Directions for this task
Extend the article on pregnancy and breast cancer beyond its final sentence.

Document section
=== Begin Enclosure ===
The relationship between pregnancy and cancer is a complicated one. On the one hand, pregnancy after 30 slightly raises a woman’s risk of developing the disease for about a decade after giving birth. Yet having a baby before the age of 30 is linked with a lowered incidence of breast cancer post-menopause, when it is most likely to occur. On the whole, says Virginia Borges, MD, MMSC, Schedin’s codirector at the University of Colorado Cancer Center, evidence is weighted in favor of pregnancy. “Hands down, pregnancy is ultimately protective against breast cancer for the majority of women at risk, but there is this subset for which pregnancy is not protective and is probably on some level causative.”

Researchers are still trying to understand the physiological factors specific to pregnancy that cause PABC, but one thought is that a fetus might compromise the immune system, creating an environment that allows a baby, an infection, or a cancer to grow. Then there are increased levels of estrogen and progesterone during pregnancy; both hormones have been proven to promote cancer growth. Another risky stage is involution, when the breast returns to its pre-lactation state after weaning (or directly after pregnancy if nursing doesn’t occur). The process’s risks remain five years or more postpartum, according to Borges and Schedin. Their studies have shown that involution has properties of inflammation that may explain why metastasis is more likely to occur.

Another danger common to PABC is delayed diagnosis, since breast lumps in postpartum women are often thought, by both women and their doctors, to be mastitis (an infection of the breast that results in pain or swelling) or benign changes in breast tissue. In June 2014, Alexa Goins Hu, a 37-year-old stay-at-home mom in Framingham, Massachusetts, found that her right breast had become engorged after six months of nursing her youngest daughter, Vivienne. “It didn’t feel like there was a strange lump,” she says. “It just seemed like my breast was extra full.” When she contacted her ob-gyn’s office, the doctor on call said it was likely a clogged duct and suggested warm compresses and other remedies. But the discomfort returned two months later, so Hu had a mammogram and ultrasound. In a matter of days, she was diagnosed with breast cancer. “I was shocked,” she recalls. “I was 36.”
=== End Enclosure ===
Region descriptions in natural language
=== Begin Enclosure ===
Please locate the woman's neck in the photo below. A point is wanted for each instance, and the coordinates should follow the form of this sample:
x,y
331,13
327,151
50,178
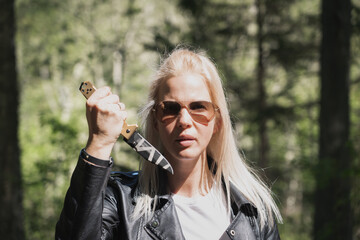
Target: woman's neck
x,y
190,178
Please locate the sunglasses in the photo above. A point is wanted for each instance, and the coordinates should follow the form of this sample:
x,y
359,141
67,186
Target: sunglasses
x,y
200,111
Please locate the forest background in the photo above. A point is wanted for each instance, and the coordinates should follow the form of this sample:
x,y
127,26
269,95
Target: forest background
x,y
271,55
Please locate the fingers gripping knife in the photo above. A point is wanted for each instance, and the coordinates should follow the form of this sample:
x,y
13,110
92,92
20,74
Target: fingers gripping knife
x,y
133,137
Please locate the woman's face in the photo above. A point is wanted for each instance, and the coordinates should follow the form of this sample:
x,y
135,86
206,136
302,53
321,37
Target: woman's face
x,y
182,137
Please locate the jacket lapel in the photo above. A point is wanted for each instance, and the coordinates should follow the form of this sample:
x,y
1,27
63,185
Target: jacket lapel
x,y
165,223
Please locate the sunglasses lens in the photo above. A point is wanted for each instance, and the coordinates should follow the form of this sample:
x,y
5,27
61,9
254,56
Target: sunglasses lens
x,y
200,111
168,110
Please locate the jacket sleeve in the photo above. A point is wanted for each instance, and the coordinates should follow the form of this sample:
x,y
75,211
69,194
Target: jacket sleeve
x,y
82,214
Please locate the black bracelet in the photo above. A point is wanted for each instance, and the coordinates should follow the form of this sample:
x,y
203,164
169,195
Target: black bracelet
x,y
99,162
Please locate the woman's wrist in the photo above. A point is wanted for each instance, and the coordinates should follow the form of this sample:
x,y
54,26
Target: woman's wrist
x,y
98,149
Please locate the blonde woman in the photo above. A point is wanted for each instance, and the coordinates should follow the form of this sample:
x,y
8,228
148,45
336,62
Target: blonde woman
x,y
213,194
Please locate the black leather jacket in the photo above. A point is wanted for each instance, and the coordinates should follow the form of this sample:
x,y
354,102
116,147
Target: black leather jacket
x,y
99,206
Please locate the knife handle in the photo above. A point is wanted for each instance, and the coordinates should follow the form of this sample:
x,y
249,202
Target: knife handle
x,y
87,89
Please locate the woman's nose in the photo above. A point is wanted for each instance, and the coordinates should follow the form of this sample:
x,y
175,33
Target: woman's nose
x,y
184,118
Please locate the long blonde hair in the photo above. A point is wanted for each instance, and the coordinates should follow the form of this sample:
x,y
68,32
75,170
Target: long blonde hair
x,y
230,166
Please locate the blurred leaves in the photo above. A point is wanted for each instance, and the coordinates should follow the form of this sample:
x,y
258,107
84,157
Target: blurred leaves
x,y
118,43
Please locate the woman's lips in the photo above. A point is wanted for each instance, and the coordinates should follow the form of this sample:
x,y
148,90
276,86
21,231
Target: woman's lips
x,y
185,141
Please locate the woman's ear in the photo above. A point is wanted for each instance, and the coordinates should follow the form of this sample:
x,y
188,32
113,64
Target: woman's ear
x,y
218,123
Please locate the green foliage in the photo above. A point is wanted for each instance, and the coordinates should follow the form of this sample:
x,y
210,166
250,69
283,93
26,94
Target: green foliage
x,y
117,43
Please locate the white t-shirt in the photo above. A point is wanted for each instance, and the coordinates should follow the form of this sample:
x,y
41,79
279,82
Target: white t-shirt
x,y
202,217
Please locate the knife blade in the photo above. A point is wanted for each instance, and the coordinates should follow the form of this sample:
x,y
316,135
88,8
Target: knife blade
=== End Enclosure ===
Answer box
In assessing the effects associated with delaying childbirth, doctors are wary of fearmongering. Relatively speaking, the chance of a PABC diagnosis is actually quite rare: Less than 1 percent of new moms each year will be diagnosed with the disease. And yet, the facts still merit thoughtful consideration—especially because, according to experts, the best defense against PABC may have everything to do with a heightened awareness of the issue. “People should continue having pregnancies, but be vigilant about symptoms and report to your doctor immediately any lumps, bumps, or concerning symptoms in your breasts or under arms,” says Ann Partridge, MD, founder and director of the Program for Young Women With Breast Cancer at the Dana-Farber Cancer Institute in Boston. Monthly self-breast exams remain a powerful tool, as does a proactive approach. Partridge counsels women to exercise regularly and maintain a healthy body weight throughout their lives. She also advises drinking in moderation (no more than one glass of wine, or the equivalent, per day) and avoiding exposure to exogenous estrogen, which is found in hormone replacement therapy and can also be found in some pesticide-treated produce and hormone-fed meat. As Schedin stresses, a balanced diet and overall lifestyle “can significantly reduce your chance of getting breast cancer and can help your body fight back when challenged.”

For those like Boswell, who had her left breast removed in September 2014, followed by several months of radiation therapy, PABC is a life-changing reality—but one that, caught early, can be faced with hope. Today she is cancer-free and her risk of recurrence is slim. She feels optimistic about the future and plans to have more children. Now two and a half, Court, all blue eyes and blond hair, is walking and talking. And though PABC presented her life with an unexpected twist, Boswell has managed to find the silver lining in the experience. “Cancer was terrible, but it made me appreciate being a mom so much more,” she says. “I would do it all again for my son.”